--- Text passage Enclosed Below ---
BioWorld International Correspondent
LONDON - New controls are needed before genetically modified animals arrive on UK farms or are released into the environment, the government's biotechnology advisers said last week.
Genetically modified and cloned animals in conventional agriculture might be some way off, but there is an urgent need to prepare the groundwork for their arrival, the Agriculture and Environment Biotechnology Commission (AEBC) concluded in a report, "Animals and Biotechnology."
"The government must use this period to avoid the problems we had when the public suddenly became aware of the issues around GM crops and GM food on the shelves of supermarkets," said Malcolm Grant, the commission's chairman.
The commission recommended an outright ban on the commercialization of GM fish while uncertainty about their environmental impact remains; said there should be a new body to advise on the development of GM farm animals, and recommended that animal welfare legislation passed in 1911 be updated to ensure animals are protected from "fundamentally objectionable changes to their natures."
The report echoed concerns raised by the U.S. National Academies' National Research Council in a study on animal biotechnology, published last month (see BioWorld Today, Aug. 26, 2002). That report, which was requested by the FDA to assess upcoming animal biotechnology regulatory decisions, concluded that the greatest concern is the possibility of genetically modified animals escaping and cross-breeding with wild populations.
The UK report concurred with this, particularly in the case of fish and insects, and concluded, "While there is significant uncertainty about the environmental consequences of the escape of GM fish into the wild and about the containment of fish, we believe that GM fish should not be raised in offshore aquatic pens."
--- End of Enclosed Text passage ---
*Questions*
[A] Decide whether each statement agrees with the article on GM animals: (i) the commission wants GM fish kept off the market while their environmental impact is still uncertain; (ii) the animal welfare law the commission wants updated dates from 1950; (iii) the U.S. study was requested by the FDA. Answer yes or no for each and quote the words from the article that settle it.
[B] Return the part of the article on GM animals from "The report echoed" to "with wild populations.", copied word for word.
[C] Resume the article on GM animals after its last sentence and keep writing it.
--- Supplied records Enclosed Below ---
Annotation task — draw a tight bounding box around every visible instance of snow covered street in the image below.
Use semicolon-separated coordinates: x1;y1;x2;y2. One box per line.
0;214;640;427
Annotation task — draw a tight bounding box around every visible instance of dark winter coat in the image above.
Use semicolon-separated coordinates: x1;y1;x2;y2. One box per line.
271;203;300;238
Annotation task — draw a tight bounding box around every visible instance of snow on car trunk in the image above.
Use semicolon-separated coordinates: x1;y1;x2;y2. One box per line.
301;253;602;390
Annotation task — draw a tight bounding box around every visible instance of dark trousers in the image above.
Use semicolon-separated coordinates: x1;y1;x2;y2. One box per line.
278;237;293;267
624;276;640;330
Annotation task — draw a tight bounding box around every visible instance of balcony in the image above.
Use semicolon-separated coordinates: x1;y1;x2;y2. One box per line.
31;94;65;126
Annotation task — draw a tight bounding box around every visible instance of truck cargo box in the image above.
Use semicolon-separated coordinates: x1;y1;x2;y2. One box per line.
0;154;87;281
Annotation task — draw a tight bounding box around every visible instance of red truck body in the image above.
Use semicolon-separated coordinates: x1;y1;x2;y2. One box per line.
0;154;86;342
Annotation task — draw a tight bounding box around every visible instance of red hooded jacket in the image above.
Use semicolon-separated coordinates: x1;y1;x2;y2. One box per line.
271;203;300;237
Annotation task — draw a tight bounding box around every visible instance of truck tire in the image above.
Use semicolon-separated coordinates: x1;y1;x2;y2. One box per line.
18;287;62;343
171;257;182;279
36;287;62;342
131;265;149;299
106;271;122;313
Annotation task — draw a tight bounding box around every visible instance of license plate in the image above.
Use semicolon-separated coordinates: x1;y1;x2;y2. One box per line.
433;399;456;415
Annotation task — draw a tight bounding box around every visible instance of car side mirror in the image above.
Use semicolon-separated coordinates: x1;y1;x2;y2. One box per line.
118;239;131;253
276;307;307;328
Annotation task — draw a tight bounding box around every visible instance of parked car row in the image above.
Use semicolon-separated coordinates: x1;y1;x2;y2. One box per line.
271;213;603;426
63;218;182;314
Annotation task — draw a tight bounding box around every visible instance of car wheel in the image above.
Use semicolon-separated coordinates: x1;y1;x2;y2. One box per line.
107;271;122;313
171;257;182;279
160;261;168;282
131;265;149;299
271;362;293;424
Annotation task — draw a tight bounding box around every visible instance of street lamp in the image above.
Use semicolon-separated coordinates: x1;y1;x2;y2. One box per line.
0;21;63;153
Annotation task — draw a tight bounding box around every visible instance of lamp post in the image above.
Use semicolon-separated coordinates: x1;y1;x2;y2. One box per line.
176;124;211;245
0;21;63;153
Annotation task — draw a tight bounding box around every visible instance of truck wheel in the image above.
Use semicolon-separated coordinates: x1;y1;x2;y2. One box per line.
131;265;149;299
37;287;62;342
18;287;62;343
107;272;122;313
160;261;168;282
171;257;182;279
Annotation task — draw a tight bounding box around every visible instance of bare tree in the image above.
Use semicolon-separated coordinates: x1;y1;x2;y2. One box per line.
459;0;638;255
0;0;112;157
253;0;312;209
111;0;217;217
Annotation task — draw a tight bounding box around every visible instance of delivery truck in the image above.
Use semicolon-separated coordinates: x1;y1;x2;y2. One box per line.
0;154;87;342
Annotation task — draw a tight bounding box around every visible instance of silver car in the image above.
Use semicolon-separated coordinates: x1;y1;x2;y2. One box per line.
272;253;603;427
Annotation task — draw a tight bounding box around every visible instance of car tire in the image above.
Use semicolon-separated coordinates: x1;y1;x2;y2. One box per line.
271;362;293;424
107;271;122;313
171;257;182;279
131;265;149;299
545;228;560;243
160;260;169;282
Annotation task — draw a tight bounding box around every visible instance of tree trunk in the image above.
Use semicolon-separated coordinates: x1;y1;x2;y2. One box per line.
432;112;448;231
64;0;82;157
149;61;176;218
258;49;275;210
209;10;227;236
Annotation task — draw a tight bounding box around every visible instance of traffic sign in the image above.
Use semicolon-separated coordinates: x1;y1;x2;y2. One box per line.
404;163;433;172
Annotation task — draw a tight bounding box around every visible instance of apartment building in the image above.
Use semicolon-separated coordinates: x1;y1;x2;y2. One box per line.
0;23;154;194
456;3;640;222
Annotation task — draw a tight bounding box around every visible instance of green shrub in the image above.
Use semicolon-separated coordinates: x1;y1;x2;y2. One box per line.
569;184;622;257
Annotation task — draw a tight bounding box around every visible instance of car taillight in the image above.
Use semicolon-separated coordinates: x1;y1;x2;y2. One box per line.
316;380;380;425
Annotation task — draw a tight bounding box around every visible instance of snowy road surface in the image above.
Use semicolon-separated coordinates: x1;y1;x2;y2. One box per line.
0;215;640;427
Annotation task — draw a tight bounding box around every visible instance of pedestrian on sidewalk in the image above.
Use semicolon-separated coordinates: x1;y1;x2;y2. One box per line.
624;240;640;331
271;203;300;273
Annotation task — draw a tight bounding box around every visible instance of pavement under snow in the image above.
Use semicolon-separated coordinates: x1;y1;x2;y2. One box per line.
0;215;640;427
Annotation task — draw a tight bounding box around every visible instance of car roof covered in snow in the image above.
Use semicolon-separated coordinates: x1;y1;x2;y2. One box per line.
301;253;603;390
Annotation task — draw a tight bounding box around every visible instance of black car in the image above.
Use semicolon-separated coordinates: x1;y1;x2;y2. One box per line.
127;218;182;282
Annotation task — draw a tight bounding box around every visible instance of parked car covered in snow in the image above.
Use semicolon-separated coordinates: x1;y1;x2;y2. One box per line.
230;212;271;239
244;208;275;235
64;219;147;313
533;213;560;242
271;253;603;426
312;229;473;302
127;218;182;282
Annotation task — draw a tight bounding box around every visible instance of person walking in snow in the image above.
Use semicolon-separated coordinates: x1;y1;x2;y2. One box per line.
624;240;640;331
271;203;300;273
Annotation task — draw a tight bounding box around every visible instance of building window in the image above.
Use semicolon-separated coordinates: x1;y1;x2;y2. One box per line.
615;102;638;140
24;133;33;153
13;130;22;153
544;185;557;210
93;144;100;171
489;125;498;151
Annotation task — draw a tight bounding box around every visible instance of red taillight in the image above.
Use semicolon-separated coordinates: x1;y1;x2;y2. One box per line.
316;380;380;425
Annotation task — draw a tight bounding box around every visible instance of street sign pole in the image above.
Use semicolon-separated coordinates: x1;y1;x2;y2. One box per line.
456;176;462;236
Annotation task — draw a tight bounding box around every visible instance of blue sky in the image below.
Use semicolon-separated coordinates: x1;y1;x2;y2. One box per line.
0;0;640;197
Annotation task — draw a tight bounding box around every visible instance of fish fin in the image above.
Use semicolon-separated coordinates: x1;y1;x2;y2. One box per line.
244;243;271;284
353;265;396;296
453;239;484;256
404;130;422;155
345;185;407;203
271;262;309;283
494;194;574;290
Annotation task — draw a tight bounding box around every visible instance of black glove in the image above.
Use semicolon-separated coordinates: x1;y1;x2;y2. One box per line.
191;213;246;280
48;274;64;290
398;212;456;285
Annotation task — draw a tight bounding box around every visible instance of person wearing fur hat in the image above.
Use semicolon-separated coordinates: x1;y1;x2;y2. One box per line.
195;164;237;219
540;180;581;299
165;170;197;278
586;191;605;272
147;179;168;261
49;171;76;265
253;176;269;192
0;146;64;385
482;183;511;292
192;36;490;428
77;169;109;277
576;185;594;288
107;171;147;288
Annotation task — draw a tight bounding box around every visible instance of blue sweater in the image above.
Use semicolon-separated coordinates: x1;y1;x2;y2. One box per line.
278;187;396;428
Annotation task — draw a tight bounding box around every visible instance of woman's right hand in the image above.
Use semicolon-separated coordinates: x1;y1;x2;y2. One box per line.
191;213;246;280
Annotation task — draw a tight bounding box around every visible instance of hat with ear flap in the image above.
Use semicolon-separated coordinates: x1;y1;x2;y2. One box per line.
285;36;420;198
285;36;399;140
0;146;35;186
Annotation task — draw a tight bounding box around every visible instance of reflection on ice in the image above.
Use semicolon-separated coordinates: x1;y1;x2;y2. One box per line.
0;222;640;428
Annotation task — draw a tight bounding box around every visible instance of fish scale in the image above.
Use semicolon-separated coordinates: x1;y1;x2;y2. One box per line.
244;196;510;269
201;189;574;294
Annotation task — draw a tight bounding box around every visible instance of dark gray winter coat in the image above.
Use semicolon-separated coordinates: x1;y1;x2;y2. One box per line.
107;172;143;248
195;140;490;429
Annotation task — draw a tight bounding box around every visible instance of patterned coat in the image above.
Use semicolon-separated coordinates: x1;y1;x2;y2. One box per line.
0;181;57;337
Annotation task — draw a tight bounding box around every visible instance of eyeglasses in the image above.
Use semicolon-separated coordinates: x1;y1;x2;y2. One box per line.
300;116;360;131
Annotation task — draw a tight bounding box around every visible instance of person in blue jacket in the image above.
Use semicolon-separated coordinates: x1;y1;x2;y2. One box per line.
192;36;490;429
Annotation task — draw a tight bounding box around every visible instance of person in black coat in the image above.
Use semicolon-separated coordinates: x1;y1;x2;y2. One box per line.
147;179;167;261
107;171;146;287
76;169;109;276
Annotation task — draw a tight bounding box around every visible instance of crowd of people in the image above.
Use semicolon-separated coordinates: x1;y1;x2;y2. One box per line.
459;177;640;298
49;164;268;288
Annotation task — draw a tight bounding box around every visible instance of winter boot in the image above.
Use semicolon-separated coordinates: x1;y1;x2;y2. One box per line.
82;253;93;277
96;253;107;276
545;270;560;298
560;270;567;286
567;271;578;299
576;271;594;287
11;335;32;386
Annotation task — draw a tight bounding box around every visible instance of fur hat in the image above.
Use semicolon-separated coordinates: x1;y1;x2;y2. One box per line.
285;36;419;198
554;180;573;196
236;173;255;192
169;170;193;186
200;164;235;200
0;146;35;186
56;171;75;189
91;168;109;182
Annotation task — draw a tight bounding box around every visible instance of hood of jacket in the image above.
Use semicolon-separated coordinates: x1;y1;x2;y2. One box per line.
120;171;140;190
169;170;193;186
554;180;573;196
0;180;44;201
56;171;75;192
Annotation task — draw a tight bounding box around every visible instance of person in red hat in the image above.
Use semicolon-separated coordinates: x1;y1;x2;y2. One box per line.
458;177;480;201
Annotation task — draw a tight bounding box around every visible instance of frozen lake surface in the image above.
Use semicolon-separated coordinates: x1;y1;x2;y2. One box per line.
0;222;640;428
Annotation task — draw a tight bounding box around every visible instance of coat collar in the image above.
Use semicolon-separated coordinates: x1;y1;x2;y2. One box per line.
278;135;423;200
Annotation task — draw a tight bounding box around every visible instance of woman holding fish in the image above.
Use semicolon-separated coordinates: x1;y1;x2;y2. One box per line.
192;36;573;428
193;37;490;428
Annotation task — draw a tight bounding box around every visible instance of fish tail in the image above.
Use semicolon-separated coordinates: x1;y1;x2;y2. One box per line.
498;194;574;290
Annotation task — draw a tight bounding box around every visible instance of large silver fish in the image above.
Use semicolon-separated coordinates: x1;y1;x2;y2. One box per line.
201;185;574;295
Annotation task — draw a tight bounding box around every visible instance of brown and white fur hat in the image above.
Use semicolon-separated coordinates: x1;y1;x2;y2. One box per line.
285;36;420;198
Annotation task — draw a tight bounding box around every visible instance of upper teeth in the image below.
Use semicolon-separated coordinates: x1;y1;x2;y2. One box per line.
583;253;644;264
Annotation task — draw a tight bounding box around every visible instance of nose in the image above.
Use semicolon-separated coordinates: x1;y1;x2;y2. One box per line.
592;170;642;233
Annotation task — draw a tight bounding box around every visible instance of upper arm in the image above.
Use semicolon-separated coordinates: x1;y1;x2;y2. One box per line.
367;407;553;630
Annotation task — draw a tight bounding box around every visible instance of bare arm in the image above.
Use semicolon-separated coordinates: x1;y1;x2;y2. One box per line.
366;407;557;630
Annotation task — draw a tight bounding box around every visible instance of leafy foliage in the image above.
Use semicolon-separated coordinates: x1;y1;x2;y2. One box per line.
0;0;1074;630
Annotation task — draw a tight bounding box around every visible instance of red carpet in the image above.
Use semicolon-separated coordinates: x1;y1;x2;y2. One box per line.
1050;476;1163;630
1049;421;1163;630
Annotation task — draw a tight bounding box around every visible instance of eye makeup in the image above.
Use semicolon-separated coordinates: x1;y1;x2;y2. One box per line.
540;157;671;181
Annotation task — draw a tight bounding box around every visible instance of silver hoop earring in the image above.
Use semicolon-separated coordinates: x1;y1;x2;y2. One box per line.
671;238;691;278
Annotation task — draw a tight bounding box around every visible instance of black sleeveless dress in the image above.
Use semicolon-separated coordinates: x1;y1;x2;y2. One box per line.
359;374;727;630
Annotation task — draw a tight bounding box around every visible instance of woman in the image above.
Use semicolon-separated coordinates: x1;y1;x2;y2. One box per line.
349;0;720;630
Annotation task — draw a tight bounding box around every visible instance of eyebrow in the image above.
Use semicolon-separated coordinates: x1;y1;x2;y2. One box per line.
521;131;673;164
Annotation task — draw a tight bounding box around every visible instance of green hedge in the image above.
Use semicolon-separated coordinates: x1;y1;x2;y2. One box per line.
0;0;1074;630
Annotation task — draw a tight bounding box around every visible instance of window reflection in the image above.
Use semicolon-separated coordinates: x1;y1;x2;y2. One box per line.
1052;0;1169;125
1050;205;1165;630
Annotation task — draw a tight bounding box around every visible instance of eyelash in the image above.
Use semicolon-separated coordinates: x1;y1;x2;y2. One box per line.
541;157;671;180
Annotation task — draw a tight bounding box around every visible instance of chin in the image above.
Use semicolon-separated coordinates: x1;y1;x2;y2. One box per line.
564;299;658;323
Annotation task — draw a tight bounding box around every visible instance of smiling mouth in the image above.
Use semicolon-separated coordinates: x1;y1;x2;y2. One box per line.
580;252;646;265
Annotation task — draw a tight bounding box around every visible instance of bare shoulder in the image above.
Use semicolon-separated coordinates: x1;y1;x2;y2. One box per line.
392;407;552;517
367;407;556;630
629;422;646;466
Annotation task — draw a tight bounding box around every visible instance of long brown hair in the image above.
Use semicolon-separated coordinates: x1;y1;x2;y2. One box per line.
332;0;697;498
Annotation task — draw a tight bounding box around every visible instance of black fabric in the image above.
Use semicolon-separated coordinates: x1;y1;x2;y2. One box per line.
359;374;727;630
--- End of Enclosed Supplied records ---
*Answers below*
[A]
(i) Yes: "The commission recommended an outright ban on the commercialization of GM fish while uncertainty about their environmental impact remains"
(ii) No: "animal welfare legislation passed in 1911"
(iii) Yes: "which was requested by the FDA to assess upcoming animal biotechnology regulatory decisions"

[B]
The report echoed concerns raised by the U.S. National Academies' National Research Council in a study on animal biotechnology, published last month (see BioWorld Today, Aug. 26, 2002). That report, which was requested by the FDA to assess upcoming animal biotechnology regulatory decisions, concluded that the greatest concern is the possibility of genetically modified animals escaping and cross-breeding with wild populations.

[C]
The GM fish closest to commercialization is the AquaAdvantage salmon, engineered to produce extra growth hormone, which grows at up to five times faster than its wild cousins. Its developer, Aqua Bounty Farms Inc., of Waltham, Mass., has filed for FDA approval.
The AEBC also called for an international system for tracing the import and export of GM animals and of GM eggs, semen, embryos and cloned reproductive material. "A sophisticated system is needed because a GM animal often looks no different from a conventional animal," Grant said.
Such a system would underpin the monitoring of cloned and GM farm animals to check for unanticipated health or welfare problems in adult animals.
Drawing on the UK's experience with GM foodstuffs, where public unease led to their withdrawal from the supermarket shelves, the AEBC said consumer attitudes to purchasing and consuming products from GM animals must be assessed in advance. In any case, consumers must have a choice, with labeling and segregation in production.
The AEBC was set up in July 2000 to provide the government with independent advice on developments in biotechnology and their implications for agriculture and the environment.